-- START Supplied information --

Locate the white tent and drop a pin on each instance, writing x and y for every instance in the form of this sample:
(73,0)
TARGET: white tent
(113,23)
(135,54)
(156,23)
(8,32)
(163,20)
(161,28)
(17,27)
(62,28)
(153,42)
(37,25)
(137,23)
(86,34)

-- END Supplied information --

- Task
Update the rows above so that "white tent" becomes "canvas tent" wherever it occurs. Leave every other line and character unchanged.

- Solution to the exercise
Locate the canvas tent and drop a pin on each instance, writing x and y for every instance in the form of this sample:
(73,0)
TARGET: canvas tent
(113,23)
(135,54)
(156,23)
(8,32)
(163,20)
(161,28)
(17,27)
(62,28)
(153,42)
(37,25)
(137,23)
(86,34)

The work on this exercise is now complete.